§ Input for this task
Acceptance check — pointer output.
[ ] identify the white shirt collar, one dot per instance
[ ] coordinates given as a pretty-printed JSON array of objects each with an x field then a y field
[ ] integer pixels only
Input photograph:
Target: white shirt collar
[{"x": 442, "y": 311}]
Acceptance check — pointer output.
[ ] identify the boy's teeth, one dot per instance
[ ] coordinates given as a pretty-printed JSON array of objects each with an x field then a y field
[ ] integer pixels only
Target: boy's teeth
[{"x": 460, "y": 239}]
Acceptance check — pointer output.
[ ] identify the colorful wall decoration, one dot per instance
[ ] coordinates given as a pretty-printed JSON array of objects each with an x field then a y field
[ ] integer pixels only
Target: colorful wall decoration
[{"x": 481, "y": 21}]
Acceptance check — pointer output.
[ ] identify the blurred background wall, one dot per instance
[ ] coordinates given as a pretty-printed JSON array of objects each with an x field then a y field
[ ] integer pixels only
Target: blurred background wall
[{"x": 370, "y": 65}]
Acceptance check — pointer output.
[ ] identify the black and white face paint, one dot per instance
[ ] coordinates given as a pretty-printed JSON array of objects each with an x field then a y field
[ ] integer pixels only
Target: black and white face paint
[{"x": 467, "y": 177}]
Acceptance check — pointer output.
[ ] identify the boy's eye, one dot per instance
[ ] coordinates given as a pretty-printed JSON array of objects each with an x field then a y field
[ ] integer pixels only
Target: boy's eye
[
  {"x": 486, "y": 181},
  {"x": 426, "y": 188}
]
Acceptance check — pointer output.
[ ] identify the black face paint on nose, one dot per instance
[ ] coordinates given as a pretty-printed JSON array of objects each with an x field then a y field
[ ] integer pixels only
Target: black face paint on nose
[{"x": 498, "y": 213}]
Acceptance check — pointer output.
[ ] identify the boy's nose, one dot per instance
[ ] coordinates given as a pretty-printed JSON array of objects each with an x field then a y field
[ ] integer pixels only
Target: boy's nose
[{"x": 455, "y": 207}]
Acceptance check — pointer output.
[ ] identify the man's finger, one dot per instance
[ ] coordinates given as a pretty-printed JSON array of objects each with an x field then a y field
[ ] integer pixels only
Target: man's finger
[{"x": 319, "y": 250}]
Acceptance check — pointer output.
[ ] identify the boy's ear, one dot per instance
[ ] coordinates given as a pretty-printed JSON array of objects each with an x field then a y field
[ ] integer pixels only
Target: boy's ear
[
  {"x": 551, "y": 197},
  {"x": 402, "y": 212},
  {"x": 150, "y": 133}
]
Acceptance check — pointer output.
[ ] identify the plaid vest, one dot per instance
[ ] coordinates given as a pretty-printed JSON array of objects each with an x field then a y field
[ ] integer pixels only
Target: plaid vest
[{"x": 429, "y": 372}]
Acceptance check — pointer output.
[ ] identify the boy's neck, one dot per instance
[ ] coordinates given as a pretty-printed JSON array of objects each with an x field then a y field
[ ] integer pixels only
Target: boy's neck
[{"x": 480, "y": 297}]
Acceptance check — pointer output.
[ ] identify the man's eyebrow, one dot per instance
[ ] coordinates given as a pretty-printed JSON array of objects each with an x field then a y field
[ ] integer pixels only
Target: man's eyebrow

...

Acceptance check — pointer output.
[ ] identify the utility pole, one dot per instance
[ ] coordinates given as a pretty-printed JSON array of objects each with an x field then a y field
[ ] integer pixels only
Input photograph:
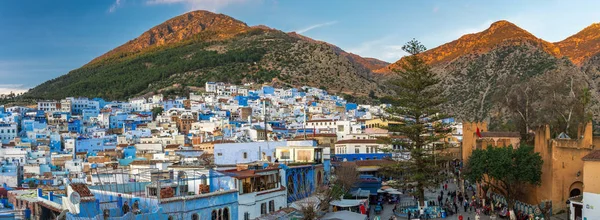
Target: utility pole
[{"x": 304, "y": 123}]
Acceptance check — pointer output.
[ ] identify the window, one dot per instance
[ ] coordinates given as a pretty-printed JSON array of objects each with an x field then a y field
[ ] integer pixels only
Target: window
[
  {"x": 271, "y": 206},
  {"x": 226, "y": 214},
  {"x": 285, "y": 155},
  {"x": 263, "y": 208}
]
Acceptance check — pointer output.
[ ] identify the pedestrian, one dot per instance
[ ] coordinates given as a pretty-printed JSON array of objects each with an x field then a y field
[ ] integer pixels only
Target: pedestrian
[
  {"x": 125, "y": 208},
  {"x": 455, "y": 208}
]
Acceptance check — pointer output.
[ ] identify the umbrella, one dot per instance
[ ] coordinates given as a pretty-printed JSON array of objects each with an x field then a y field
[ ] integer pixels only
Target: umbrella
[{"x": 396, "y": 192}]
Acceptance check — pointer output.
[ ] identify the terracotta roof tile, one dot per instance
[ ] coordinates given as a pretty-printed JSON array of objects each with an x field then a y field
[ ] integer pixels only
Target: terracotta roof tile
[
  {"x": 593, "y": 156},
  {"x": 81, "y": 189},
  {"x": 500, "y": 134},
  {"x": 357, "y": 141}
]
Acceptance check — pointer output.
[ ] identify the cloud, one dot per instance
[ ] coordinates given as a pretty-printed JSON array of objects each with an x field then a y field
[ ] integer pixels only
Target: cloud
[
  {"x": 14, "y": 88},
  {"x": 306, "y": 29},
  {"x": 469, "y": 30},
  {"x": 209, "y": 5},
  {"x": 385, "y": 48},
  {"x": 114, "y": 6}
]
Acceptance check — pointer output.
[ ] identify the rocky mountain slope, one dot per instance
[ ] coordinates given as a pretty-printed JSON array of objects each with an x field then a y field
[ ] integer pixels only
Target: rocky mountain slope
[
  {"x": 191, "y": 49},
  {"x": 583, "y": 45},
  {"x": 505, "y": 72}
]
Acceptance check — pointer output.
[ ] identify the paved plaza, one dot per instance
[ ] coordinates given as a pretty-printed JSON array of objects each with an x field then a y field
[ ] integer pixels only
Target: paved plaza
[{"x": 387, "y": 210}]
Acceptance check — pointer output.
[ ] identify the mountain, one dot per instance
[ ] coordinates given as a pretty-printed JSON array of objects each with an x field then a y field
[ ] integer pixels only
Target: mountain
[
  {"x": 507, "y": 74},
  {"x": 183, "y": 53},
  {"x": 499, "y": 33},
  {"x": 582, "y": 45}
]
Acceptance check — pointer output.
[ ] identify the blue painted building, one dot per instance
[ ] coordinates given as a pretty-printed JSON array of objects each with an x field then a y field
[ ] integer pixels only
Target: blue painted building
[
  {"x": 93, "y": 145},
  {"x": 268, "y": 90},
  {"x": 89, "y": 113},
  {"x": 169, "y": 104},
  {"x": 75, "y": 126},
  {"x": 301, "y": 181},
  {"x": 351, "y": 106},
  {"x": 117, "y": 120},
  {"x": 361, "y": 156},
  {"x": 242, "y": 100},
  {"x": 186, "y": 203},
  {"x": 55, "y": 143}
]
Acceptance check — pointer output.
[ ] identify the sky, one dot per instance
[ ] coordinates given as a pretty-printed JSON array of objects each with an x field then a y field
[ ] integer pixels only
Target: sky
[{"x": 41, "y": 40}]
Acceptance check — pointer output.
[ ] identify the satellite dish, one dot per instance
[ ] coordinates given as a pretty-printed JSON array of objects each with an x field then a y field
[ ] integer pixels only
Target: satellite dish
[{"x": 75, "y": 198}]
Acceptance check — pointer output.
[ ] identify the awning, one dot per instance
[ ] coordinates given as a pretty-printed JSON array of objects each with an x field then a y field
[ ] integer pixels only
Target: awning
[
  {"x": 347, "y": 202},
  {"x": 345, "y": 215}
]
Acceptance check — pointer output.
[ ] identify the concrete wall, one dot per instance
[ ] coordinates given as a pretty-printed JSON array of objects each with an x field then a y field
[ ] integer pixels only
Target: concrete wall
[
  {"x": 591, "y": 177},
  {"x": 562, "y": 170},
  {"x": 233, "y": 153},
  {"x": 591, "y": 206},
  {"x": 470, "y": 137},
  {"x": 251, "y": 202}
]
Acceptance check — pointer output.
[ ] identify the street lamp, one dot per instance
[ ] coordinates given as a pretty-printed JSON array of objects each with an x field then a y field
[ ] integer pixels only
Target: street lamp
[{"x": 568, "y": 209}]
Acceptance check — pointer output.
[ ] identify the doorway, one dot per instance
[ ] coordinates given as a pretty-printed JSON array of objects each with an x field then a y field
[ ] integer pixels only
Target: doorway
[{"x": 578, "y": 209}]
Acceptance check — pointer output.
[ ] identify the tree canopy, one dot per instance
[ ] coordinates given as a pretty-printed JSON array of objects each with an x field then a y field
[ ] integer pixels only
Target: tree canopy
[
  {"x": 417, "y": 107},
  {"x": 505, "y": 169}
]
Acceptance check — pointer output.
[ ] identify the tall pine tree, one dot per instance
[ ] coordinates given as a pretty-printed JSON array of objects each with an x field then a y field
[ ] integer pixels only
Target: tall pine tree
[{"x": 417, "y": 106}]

==

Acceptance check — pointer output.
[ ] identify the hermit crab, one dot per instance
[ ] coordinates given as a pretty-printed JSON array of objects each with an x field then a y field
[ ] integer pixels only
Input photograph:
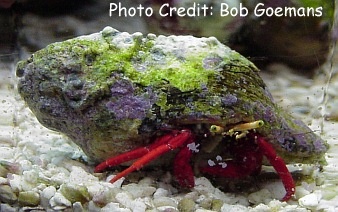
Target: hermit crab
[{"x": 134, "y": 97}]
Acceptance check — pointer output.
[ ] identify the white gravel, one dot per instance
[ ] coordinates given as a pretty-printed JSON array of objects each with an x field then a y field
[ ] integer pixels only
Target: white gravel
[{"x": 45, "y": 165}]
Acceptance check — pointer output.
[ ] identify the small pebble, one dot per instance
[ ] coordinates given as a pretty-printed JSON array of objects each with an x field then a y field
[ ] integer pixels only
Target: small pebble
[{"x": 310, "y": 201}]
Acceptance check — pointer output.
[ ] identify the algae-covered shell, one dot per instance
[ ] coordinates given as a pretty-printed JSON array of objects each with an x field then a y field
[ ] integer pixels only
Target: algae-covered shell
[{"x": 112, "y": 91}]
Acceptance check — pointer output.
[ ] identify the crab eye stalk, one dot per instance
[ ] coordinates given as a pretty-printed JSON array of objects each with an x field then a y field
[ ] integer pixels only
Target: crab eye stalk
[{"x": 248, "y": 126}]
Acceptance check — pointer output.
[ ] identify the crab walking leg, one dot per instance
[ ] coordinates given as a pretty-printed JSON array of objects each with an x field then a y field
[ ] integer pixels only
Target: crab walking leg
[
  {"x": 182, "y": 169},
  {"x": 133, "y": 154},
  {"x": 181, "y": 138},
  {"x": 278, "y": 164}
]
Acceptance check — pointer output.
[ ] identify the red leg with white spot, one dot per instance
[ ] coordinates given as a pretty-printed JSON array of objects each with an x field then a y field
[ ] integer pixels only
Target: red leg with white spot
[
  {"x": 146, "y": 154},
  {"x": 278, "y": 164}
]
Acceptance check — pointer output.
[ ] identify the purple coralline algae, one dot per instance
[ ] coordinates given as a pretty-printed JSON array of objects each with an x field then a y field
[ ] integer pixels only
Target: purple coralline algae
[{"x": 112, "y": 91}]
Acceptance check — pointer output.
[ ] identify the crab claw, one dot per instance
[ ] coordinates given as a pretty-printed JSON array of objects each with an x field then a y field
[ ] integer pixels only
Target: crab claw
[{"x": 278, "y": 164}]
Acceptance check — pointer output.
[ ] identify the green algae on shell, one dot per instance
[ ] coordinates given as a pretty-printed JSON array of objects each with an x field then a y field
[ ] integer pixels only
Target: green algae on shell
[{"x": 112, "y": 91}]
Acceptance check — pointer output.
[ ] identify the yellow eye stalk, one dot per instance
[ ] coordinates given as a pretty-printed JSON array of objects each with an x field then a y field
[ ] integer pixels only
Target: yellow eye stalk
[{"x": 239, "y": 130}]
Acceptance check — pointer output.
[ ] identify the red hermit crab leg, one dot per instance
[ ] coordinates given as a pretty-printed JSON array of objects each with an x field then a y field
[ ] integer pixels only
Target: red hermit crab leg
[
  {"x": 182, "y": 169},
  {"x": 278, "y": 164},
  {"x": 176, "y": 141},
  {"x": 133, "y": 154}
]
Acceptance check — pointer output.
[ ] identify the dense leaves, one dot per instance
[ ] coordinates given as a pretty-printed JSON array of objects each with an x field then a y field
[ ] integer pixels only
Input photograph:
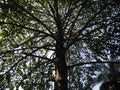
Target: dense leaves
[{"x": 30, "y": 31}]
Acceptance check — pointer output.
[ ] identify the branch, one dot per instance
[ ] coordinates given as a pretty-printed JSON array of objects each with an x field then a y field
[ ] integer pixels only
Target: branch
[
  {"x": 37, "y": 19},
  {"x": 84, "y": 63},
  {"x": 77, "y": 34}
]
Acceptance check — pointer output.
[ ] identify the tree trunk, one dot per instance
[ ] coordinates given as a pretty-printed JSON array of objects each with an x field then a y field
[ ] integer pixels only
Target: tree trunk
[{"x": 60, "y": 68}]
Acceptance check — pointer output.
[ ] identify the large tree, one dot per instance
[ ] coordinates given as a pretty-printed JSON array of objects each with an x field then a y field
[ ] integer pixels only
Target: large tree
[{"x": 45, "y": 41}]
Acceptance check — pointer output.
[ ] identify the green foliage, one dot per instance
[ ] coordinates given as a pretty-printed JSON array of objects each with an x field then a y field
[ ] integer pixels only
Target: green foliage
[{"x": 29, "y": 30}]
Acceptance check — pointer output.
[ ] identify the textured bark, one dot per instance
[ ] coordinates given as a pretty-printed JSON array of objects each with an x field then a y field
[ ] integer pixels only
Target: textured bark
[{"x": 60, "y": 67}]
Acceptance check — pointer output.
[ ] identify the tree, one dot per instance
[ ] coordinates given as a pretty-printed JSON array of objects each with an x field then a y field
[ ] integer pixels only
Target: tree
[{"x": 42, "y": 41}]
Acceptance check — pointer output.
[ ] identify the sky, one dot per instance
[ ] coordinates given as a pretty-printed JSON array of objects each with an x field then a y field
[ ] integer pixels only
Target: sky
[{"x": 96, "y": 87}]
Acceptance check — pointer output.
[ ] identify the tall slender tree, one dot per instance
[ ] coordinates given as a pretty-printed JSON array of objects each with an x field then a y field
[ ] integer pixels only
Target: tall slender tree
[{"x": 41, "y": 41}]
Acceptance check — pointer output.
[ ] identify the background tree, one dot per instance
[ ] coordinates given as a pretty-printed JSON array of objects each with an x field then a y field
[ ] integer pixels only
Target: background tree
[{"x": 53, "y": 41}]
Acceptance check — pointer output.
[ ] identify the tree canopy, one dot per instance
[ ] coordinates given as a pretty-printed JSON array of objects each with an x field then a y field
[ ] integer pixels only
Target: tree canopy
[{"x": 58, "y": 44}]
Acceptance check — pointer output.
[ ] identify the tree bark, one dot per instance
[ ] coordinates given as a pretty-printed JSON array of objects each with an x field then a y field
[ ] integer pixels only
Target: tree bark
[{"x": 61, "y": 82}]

§ Task objective
Return every line of the rows above that contains the word "spot".

§ Full response
[ ] identify the red leg with white spot, one dot per instance
Target: red leg with white spot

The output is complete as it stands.